==== Data excerpts

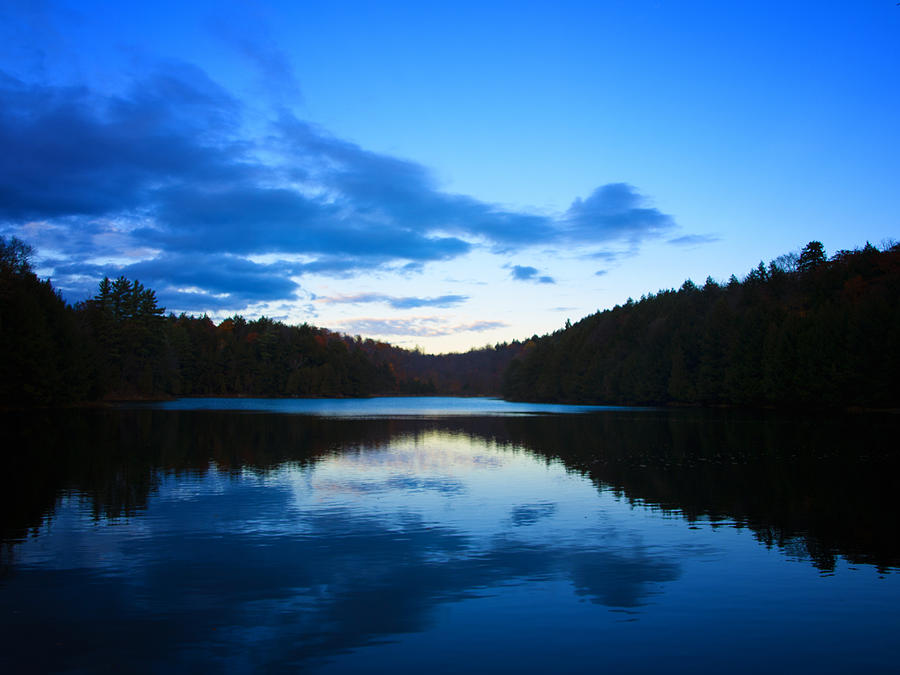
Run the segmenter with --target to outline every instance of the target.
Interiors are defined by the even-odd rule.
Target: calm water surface
[[[2,672],[900,671],[895,417],[195,399],[2,423]]]
[[[498,398],[455,396],[398,396],[375,398],[181,398],[150,404],[161,410],[242,410],[323,415],[328,417],[478,417],[584,413],[597,410],[633,410],[590,405],[514,403]],[[137,407],[147,407],[146,404]]]

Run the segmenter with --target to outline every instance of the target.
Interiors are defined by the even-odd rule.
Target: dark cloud
[[[712,234],[686,234],[682,237],[669,239],[669,243],[675,246],[699,246],[700,244],[713,244],[720,241],[720,239],[720,237]]]
[[[197,265],[183,254],[169,254],[127,265],[116,273],[141,279],[156,290],[161,304],[177,310],[245,307],[294,297],[300,290],[285,263],[263,265],[227,254],[212,255],[203,263]]]
[[[336,204],[357,217],[501,247],[557,235],[550,218],[439,191],[430,171],[415,162],[369,152],[289,115],[282,117],[278,130],[288,156],[304,158],[310,174],[337,196]]]
[[[584,243],[624,241],[636,246],[675,228],[671,216],[645,206],[645,202],[646,198],[626,183],[599,187],[569,207],[563,218],[566,234]]]
[[[394,309],[415,309],[417,307],[454,307],[469,299],[467,295],[440,295],[436,298],[397,297],[384,293],[358,293],[356,295],[336,295],[320,298],[325,303],[364,304],[380,302]]]
[[[46,260],[62,278],[87,276],[99,279],[120,275],[156,291],[160,304],[170,311],[217,311],[267,302],[272,298],[296,298],[300,286],[291,280],[290,263],[255,263],[229,254],[215,254],[202,264],[188,255],[165,253],[129,265]],[[96,283],[70,284],[81,297],[93,295]]]
[[[603,277],[609,274],[609,270],[597,270],[594,272],[594,276]]]
[[[517,281],[531,281],[537,273],[536,267],[527,265],[513,265],[512,267],[512,278]]]
[[[555,284],[553,277],[538,274],[536,267],[529,265],[513,265],[512,278],[516,281],[534,281],[539,284]]]
[[[239,185],[200,192],[180,187],[160,194],[157,215],[163,227],[141,228],[135,236],[148,244],[198,253],[340,253],[344,269],[375,267],[397,258],[446,260],[471,248],[455,237],[379,225],[371,216],[356,217],[339,205],[285,188]]]
[[[225,37],[273,81],[293,81],[283,55],[259,36]],[[80,287],[97,260],[116,259],[114,271],[144,275],[173,305],[239,310],[292,299],[290,275],[410,274],[477,246],[635,250],[674,226],[622,183],[553,218],[443,192],[424,166],[289,113],[256,135],[247,128],[243,106],[190,65],[159,66],[118,94],[0,73],[0,229],[27,238],[31,223],[39,238],[31,241],[60,259],[51,273],[62,288]],[[261,255],[300,262],[249,259]],[[525,266],[513,276],[554,283]],[[393,306],[449,306],[456,297]]]
[[[230,128],[236,104],[180,66],[130,98],[27,85],[0,73],[0,219],[137,216],[154,186],[237,178],[240,151],[195,134]]]

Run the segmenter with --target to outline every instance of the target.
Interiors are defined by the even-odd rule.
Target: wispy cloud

========

#### Required work:
Write the listing out exactly, apart from its pictures.

#### Reply:
Run the segmenter with --target to outline every instance of the target.
Interiors are defined by the even-odd rule.
Target: calm water surface
[[[2,672],[900,671],[895,417],[195,399],[2,423]]]
[[[498,398],[455,396],[398,396],[375,398],[181,398],[150,404],[161,410],[242,410],[323,415],[328,417],[478,417],[584,413],[597,410],[633,410],[590,405],[514,403]],[[137,407],[147,407],[146,404]]]

Run the segmenter with --target to outline every instance of the target.
Interiors are defined by the even-odd rule.
Target: dark cloud
[[[712,234],[686,234],[682,237],[669,239],[669,243],[675,246],[699,246],[700,244],[713,244],[720,241],[720,239],[720,237]]]
[[[197,265],[183,254],[169,254],[127,265],[116,273],[141,279],[156,290],[161,304],[177,310],[245,307],[294,297],[300,290],[285,263],[263,265],[227,254],[212,255],[203,263]]]
[[[336,204],[357,217],[501,247],[557,235],[550,218],[439,191],[430,171],[415,162],[369,152],[289,115],[282,117],[278,130],[288,156],[304,158],[310,174],[337,196]]]
[[[584,243],[624,241],[636,246],[675,228],[671,216],[645,206],[645,202],[646,198],[626,183],[599,187],[569,207],[563,218],[566,234]]]
[[[394,309],[415,309],[417,307],[454,307],[469,299],[467,295],[440,295],[436,298],[397,297],[384,293],[358,293],[356,295],[336,295],[320,298],[325,303],[364,304],[380,302]]]
[[[46,260],[62,278],[87,276],[99,279],[120,275],[156,291],[160,304],[170,311],[217,311],[267,302],[272,298],[296,298],[300,286],[291,280],[290,263],[255,263],[229,254],[215,254],[202,264],[188,255],[165,253],[129,265]],[[96,283],[70,284],[81,297],[93,295]]]
[[[603,277],[609,274],[609,270],[597,270],[594,272],[594,276]]]
[[[517,281],[531,281],[537,273],[536,267],[527,265],[513,265],[512,267],[512,278]]]
[[[555,284],[553,277],[538,274],[536,267],[529,265],[513,265],[512,278],[516,281],[534,281],[539,284]]]
[[[239,185],[200,192],[180,187],[160,194],[157,215],[163,227],[141,228],[135,236],[148,244],[198,253],[340,253],[344,269],[375,267],[397,258],[446,260],[471,248],[455,237],[379,225],[371,216],[356,217],[339,205],[285,188]]]
[[[225,37],[273,81],[293,81],[283,55],[259,36]],[[80,287],[97,260],[116,259],[114,271],[144,275],[173,305],[239,310],[292,299],[290,275],[410,274],[477,246],[635,250],[674,226],[622,183],[553,218],[443,192],[424,166],[289,113],[256,135],[247,128],[243,106],[190,65],[159,66],[118,94],[0,73],[0,229],[27,238],[31,223],[39,238],[31,241],[60,259],[51,273],[62,288]],[[261,255],[300,262],[249,259]],[[525,266],[513,276],[554,283]],[[393,306],[449,306],[456,297]]]
[[[230,128],[236,104],[180,66],[130,98],[27,85],[0,73],[0,219],[137,216],[154,186],[237,178],[240,151],[195,134]]]

Run the segmenter with --target to outline every instance of the target.
Interiors are defined by the even-odd rule.
Target: wispy cloud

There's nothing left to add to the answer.